* Task goal *
Reproduce everything from the line containing "Is it possible to tell me where the stacked" down to the line containing "[73,108,131,138]", requests included, increasing every bounding-box coordinate in the answers by 114. Leave all other records out.

* Items from a dataset *
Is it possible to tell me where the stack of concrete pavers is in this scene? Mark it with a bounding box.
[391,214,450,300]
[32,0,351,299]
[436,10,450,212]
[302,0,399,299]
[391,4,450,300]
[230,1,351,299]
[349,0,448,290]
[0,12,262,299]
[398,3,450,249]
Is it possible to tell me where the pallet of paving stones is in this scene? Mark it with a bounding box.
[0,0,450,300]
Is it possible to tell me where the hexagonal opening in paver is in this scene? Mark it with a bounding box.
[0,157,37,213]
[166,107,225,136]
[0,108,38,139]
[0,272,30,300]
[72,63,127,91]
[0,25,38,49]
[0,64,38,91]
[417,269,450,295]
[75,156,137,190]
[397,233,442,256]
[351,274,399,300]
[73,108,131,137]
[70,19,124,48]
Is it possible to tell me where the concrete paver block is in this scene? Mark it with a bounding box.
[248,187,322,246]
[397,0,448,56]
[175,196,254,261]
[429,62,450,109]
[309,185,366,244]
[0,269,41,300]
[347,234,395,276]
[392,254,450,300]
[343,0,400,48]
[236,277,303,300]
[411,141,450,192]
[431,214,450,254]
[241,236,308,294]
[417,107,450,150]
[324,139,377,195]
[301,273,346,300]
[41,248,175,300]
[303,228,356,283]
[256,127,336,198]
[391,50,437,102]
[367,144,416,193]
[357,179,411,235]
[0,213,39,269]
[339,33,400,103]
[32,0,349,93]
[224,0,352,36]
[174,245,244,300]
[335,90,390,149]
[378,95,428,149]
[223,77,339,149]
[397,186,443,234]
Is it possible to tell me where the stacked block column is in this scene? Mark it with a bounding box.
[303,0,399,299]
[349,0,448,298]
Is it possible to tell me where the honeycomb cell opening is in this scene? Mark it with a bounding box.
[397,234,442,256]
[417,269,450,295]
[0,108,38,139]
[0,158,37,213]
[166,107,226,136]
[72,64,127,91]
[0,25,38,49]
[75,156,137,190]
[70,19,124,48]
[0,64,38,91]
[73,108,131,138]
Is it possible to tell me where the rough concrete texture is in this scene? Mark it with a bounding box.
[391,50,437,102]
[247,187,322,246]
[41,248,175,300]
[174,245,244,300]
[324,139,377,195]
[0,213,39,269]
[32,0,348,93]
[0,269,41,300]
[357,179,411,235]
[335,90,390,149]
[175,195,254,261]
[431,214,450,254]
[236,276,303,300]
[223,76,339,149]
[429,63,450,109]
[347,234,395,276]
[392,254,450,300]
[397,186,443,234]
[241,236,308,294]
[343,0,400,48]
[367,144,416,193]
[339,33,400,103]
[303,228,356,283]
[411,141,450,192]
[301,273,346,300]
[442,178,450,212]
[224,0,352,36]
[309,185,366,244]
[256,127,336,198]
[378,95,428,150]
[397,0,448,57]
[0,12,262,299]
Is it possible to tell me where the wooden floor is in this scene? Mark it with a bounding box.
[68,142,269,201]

* The output *
Is it possible to tell me where the stacked block column is in this scene? Mark it with a bounding box.
[417,114,513,413]
[463,114,562,412]
Is it possible to tell me where the honeycomb cell opening is in this scene? Mark it with a bounding box.
[511,348,556,370]
[531,383,564,409]
[114,222,152,253]
[114,272,151,327]
[280,221,340,250]
[186,178,241,205]
[114,139,152,163]
[189,270,251,304]
[184,133,238,162]
[114,178,152,205]
[187,222,245,252]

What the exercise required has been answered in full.